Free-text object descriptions
★ ★ ★ ★ ★

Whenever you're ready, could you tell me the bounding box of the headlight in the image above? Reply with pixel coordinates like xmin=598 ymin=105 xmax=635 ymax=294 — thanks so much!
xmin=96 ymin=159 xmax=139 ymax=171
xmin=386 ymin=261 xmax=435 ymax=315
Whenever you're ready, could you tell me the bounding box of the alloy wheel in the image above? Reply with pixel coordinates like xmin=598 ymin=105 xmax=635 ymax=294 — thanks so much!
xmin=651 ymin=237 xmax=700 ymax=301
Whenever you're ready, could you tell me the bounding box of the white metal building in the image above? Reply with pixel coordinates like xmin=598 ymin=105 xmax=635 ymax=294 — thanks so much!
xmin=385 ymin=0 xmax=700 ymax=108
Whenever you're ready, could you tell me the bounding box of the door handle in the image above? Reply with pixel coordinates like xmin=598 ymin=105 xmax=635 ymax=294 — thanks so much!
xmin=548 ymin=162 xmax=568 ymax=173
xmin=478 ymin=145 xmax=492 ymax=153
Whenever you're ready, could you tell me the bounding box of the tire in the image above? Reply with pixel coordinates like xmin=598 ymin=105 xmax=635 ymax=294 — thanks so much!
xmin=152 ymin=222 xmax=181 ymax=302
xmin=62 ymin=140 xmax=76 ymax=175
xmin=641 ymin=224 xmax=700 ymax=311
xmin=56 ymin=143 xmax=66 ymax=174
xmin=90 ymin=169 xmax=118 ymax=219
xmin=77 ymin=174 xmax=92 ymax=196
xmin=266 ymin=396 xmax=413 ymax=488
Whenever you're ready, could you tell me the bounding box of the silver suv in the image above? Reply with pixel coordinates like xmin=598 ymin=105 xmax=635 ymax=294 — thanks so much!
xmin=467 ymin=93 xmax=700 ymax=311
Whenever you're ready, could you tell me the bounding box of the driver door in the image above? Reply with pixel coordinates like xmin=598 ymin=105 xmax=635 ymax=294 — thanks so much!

★ ★ ★ ★ ★

# What you will do
The required result is an identical copy of the records above.

# Written response
Whenever you're ready, could you tell me the bounding box of the headlight in the image above? Reply with pixel coordinates like xmin=598 ymin=105 xmax=635 ymax=294 — thanks so much!
xmin=96 ymin=159 xmax=139 ymax=171
xmin=386 ymin=261 xmax=435 ymax=315
Whenever you're ready, could you tell me the bounding box of the alloy wheel in the image above? Reply with pixel coordinates like xmin=598 ymin=105 xmax=635 ymax=294 — thanks so much!
xmin=651 ymin=237 xmax=700 ymax=301
Whenever you're ready, could you tell me the bounding box of the white metal building in the image above? Reply with pixel coordinates like xmin=598 ymin=105 xmax=635 ymax=294 — thanks so much!
xmin=385 ymin=0 xmax=700 ymax=108
Whenever you're ready, could you tell me the bounding box of the door handle in the image above? Reply with pixel coordinates like xmin=598 ymin=105 xmax=635 ymax=294 — thanks so much!
xmin=548 ymin=162 xmax=568 ymax=173
xmin=478 ymin=145 xmax=492 ymax=153
Whenever you're ready, could you tell me the bounding box of the tire in the image above? Reply with pixel coordinates like xmin=598 ymin=105 xmax=635 ymax=294 — thanks so much!
xmin=152 ymin=222 xmax=181 ymax=302
xmin=62 ymin=140 xmax=76 ymax=175
xmin=641 ymin=224 xmax=700 ymax=311
xmin=56 ymin=143 xmax=66 ymax=174
xmin=90 ymin=169 xmax=118 ymax=219
xmin=77 ymin=174 xmax=92 ymax=196
xmin=266 ymin=396 xmax=413 ymax=488
Whenever you're ready, could you tell me the bounding box of the silver suv in the image above? Reply with pixel coordinates like xmin=598 ymin=105 xmax=635 ymax=294 — thanks so much!
xmin=467 ymin=93 xmax=700 ymax=311
Whenever you're ready, could you tell me the bounding box of the driver door in the image above? Reply with pixel coordinates like xmin=598 ymin=105 xmax=635 ymax=294 — thanks so much!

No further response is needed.